[Saved data entries]
++++++++++++++++++++

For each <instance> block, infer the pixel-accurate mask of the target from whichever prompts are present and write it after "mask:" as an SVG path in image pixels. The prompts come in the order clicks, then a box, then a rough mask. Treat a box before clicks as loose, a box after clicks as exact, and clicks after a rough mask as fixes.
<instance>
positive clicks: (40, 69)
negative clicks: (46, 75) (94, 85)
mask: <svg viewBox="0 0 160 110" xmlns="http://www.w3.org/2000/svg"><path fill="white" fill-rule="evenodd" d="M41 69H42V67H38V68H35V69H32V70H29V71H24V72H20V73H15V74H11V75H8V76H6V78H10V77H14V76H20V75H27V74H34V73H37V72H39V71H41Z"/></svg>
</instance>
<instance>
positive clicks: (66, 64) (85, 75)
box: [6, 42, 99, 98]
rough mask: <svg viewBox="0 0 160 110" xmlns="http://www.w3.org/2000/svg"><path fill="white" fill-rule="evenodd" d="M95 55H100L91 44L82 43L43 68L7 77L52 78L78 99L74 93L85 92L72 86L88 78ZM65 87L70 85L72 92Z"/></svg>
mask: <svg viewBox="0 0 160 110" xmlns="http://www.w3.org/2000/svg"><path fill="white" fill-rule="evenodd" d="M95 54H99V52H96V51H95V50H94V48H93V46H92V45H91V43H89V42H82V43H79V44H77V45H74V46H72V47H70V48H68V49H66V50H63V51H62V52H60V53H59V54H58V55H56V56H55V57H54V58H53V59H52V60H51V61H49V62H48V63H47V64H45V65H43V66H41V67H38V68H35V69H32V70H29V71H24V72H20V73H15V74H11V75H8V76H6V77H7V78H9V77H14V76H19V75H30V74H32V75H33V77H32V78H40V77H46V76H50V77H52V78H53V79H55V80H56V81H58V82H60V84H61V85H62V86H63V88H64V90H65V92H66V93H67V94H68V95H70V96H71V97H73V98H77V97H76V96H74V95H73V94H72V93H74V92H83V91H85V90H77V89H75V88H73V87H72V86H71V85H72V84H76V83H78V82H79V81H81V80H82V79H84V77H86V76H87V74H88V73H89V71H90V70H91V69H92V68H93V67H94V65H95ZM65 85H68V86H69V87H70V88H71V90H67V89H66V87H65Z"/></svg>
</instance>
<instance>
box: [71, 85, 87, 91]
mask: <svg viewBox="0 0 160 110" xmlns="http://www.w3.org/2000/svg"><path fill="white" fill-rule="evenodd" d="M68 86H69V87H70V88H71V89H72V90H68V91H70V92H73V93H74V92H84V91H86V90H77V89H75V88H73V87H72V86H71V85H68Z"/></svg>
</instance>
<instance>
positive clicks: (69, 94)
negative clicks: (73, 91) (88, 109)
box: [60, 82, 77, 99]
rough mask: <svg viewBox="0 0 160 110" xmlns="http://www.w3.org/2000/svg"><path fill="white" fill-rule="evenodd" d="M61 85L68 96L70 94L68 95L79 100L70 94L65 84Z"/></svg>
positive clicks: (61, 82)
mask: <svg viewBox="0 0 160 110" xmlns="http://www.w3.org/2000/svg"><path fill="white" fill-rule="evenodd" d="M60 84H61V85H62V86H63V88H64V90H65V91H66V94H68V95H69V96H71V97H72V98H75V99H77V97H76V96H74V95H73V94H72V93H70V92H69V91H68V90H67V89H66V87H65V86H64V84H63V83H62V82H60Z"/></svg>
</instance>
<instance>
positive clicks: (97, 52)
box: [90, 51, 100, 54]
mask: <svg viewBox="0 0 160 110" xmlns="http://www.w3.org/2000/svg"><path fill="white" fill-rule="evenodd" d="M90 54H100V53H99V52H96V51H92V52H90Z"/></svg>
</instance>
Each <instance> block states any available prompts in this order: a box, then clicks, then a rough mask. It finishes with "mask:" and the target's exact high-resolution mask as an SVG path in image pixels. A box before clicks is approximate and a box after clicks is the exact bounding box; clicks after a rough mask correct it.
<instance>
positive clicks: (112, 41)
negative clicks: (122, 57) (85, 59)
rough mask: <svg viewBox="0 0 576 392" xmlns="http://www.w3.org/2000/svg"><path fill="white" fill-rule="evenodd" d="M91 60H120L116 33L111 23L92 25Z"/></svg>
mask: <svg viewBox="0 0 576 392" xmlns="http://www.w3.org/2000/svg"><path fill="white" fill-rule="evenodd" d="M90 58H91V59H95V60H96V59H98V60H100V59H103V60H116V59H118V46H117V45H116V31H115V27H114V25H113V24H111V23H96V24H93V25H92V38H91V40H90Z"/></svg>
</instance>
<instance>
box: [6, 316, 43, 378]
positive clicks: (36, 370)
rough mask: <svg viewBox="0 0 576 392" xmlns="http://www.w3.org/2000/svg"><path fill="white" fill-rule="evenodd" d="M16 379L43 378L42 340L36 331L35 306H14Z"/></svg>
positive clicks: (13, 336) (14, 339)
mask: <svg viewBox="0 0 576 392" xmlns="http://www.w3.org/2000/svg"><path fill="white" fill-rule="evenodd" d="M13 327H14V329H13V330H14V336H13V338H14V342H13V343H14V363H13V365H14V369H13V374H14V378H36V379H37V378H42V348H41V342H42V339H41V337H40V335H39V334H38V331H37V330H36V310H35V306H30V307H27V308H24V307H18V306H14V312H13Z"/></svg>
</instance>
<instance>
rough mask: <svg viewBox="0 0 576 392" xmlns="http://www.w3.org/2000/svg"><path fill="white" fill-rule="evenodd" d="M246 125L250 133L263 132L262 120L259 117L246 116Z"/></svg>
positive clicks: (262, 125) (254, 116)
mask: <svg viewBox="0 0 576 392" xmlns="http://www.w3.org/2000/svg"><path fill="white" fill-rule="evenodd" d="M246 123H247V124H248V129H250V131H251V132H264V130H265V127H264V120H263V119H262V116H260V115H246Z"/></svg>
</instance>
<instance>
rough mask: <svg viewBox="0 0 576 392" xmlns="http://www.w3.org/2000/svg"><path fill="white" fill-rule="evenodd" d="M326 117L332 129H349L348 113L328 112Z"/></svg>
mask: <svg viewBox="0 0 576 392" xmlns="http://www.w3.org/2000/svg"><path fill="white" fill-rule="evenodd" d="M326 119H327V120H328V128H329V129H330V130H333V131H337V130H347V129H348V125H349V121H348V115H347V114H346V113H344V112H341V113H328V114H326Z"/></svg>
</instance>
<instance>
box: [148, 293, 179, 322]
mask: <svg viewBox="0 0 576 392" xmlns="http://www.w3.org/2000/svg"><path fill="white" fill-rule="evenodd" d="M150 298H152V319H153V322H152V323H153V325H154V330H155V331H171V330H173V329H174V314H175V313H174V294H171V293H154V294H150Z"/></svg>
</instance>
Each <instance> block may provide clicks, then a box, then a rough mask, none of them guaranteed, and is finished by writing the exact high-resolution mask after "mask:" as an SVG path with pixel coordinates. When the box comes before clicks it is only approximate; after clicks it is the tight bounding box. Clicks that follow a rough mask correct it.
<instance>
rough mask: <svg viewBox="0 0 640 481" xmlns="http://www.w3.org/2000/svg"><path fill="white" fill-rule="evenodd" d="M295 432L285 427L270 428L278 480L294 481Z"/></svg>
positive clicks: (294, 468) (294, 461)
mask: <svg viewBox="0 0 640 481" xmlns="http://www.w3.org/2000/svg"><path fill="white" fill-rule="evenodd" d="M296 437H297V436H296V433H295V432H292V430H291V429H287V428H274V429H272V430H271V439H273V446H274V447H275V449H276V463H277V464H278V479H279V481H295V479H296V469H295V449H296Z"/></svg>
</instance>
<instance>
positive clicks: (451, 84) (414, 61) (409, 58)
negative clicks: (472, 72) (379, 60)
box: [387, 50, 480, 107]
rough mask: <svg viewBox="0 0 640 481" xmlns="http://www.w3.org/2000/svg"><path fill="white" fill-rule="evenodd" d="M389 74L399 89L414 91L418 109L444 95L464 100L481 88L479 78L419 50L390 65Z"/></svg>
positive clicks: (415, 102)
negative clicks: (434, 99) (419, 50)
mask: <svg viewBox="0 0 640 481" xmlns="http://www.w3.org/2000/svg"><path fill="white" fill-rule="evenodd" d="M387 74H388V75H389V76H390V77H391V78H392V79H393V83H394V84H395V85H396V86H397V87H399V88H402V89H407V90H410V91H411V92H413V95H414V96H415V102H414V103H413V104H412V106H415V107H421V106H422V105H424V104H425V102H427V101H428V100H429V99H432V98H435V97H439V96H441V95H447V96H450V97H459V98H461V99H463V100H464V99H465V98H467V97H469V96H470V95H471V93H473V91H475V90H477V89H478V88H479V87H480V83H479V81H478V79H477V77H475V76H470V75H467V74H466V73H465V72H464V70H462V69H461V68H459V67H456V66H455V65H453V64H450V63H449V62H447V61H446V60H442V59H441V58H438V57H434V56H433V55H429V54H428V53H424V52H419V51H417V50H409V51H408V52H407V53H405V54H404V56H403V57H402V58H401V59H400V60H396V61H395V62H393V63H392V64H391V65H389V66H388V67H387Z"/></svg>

++++++++++++++++++++

**ACTION ITEM:** Beginning at the line with "125L250 133L263 132L262" and ending at the line with "negative clicks: (472, 72) (379, 60)", reproduce each line of the data above exactly, and add no other lines.

**ANSWER BOX:**
rough mask: <svg viewBox="0 0 576 392" xmlns="http://www.w3.org/2000/svg"><path fill="white" fill-rule="evenodd" d="M246 125L250 133L263 132L262 120L259 117L246 116Z"/></svg>
positive clicks: (262, 125) (254, 116)
mask: <svg viewBox="0 0 576 392" xmlns="http://www.w3.org/2000/svg"><path fill="white" fill-rule="evenodd" d="M246 123H247V124H248V129H250V131H251V132H264V130H265V127H264V120H263V119H262V116H260V115H246Z"/></svg>
</instance>
<instance>
rough mask: <svg viewBox="0 0 576 392" xmlns="http://www.w3.org/2000/svg"><path fill="white" fill-rule="evenodd" d="M326 117L332 129H349L348 113L328 112Z"/></svg>
mask: <svg viewBox="0 0 576 392" xmlns="http://www.w3.org/2000/svg"><path fill="white" fill-rule="evenodd" d="M326 119H327V120H328V128H329V129H330V130H333V131H337V130H347V129H348V125H349V121H348V115H347V114H346V113H344V112H341V113H328V114H326Z"/></svg>
</instance>
<instance>
box: [148, 293, 179, 322]
mask: <svg viewBox="0 0 576 392" xmlns="http://www.w3.org/2000/svg"><path fill="white" fill-rule="evenodd" d="M150 298H152V319H153V322H152V323H153V325H154V330H155V331H171V330H173V329H174V314H175V313H174V294H171V293H154V294H150Z"/></svg>
</instance>
Each <instance> block may provide clicks, then a box, then a rough mask, none of them guaranteed, and is finished by writing the exact high-resolution mask after "mask:" as an SVG path with pixel coordinates. When the box comes before clicks it is only approximate; after clicks it is the tight bounding box. Clicks that follow a rough mask correct it.
<instance>
rough mask: <svg viewBox="0 0 640 481" xmlns="http://www.w3.org/2000/svg"><path fill="white" fill-rule="evenodd" d="M295 432L285 427L270 428L278 480L294 481Z"/></svg>
positive clicks: (294, 468) (294, 461)
mask: <svg viewBox="0 0 640 481" xmlns="http://www.w3.org/2000/svg"><path fill="white" fill-rule="evenodd" d="M296 437H297V436H296V433H295V432H292V430H291V429H287V428H274V429H272V430H271V439H273V446H274V447H275V449H276V463H277V464H278V479H279V481H295V479H296V469H295V449H296Z"/></svg>
</instance>
<instance>
positive clicks: (451, 84) (414, 61) (409, 58)
negative clicks: (472, 72) (379, 60)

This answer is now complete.